╭─ 文書抜粋

自由民主党総裁(じゆうみんしゅとうそうさい、英:President of the Liberal Democratic Party)は、自由民主党の党首。自由民主党の国会議員および党員・党友などによる自由民主党総裁選挙によって選出される。「総裁」の役職名は、前身の立憲政友会・立憲民政党から引き継いだもの。
自由民主党は、1955年11月の結党以降ほぼ全期間にわたって衆議院で比較第1党を保っているため、歴代の総裁のほとんどが在任中に内閣総理大臣を兼任しており、両者を合わせて総理総裁と呼ばれることもある。マスメディアでの報道においてもほとんどは「首相」の肩書で紹介されており、「総裁」として報道されるのは、党首の資格で出演する国政選挙の関連番組や党首候補者として取り上げられる総裁選関連のニュースなどに限られる。過去に何度か、「総理・総裁分離論」(総裁と総理をそれぞれ別の人物が務める)が案として出たことがあるが、実現した例は一度もない(後述)。
なお、総裁が首相を兼務する場合、党務は幹事長が主に担当する。

╰─

### 演習の課題
1) 自由民主党総裁についての文章を読み、次の(a)〜(c)がそれぞれ文章の内容と一致するかどうかを「はい」か「いいえ」で答えなさい。判断の根拠となる文章中の語句も、そのまま引用して示しなさい。
(a) 「総裁」という役職名は、前身の立憲政友会・立憲民政党から引き継がれたものである。
(b) 「総理・総裁分離論」は、過去に一度実現したことがある。
(c) 総裁が首相を兼務する場合、党務は主に官房長官が担当する。
2) 記録のうち、「pom-pom. I'd be thankful for a quick response.」を含む行から「[328,183,350,200]」を含む行までを、両端の行も含めてすべて書き直しなさい。その際、「quick」を「prompt」に置き換え、それ以外は一切変えないこと。

╭─ 提供資料

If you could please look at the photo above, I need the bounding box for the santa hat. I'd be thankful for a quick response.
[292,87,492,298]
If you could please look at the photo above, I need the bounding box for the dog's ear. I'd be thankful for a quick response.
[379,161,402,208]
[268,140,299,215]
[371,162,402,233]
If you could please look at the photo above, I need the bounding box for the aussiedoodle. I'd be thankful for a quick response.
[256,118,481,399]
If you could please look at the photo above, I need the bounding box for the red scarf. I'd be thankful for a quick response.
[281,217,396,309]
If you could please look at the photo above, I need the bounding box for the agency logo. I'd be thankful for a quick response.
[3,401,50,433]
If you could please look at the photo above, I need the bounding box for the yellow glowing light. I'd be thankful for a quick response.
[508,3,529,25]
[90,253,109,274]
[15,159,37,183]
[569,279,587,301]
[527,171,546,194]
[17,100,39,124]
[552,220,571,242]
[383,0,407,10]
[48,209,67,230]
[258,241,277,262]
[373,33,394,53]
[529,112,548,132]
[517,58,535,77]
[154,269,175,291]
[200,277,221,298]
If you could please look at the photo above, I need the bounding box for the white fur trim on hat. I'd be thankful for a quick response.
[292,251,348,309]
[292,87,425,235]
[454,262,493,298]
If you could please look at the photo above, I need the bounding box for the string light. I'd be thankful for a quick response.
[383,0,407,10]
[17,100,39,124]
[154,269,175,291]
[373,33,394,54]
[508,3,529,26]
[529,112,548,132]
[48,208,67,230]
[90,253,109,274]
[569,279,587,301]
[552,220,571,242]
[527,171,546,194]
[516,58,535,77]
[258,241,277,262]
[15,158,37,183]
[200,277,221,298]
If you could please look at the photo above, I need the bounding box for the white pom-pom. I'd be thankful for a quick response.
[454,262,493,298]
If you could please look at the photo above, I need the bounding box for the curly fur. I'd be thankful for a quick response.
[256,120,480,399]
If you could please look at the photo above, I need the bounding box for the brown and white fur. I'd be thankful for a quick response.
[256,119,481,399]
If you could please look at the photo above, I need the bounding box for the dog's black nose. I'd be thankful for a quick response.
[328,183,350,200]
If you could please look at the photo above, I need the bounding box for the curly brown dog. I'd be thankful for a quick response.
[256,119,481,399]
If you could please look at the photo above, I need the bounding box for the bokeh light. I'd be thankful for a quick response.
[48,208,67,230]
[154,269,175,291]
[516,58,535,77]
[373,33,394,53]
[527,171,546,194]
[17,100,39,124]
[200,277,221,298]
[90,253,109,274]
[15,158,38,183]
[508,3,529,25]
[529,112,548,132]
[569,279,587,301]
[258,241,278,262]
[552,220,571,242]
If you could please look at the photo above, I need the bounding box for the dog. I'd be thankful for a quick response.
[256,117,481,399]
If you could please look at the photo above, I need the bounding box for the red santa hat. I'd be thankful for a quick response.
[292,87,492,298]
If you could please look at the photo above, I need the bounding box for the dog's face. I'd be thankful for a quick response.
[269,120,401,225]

╰─

### 課題別解答
1)
(a) はい。「「総裁」の役職名は、前身の立憲政友会・立憲民政党から引き継いだもの」
(b) いいえ。「実現した例は一度もない」
(c) いいえ。「党務は幹事長が主に担当する」

2)
If you could please look at the photo above, I need the bounding box for the white pom-pom. I'd be thankful for a prompt response.
[454,262,493,298]
If you could please look at the photo above, I need the bounding box for the curly fur. I'd be thankful for a prompt response.
[256,120,480,399]
If you could please look at the photo above, I need the bounding box for the brown and white fur. I'd be thankful for a prompt response.
[256,119,481,399]
If you could please look at the photo above, I need the bounding box for the dog's black nose. I'd be thankful for a prompt response.
[328,183,350,200]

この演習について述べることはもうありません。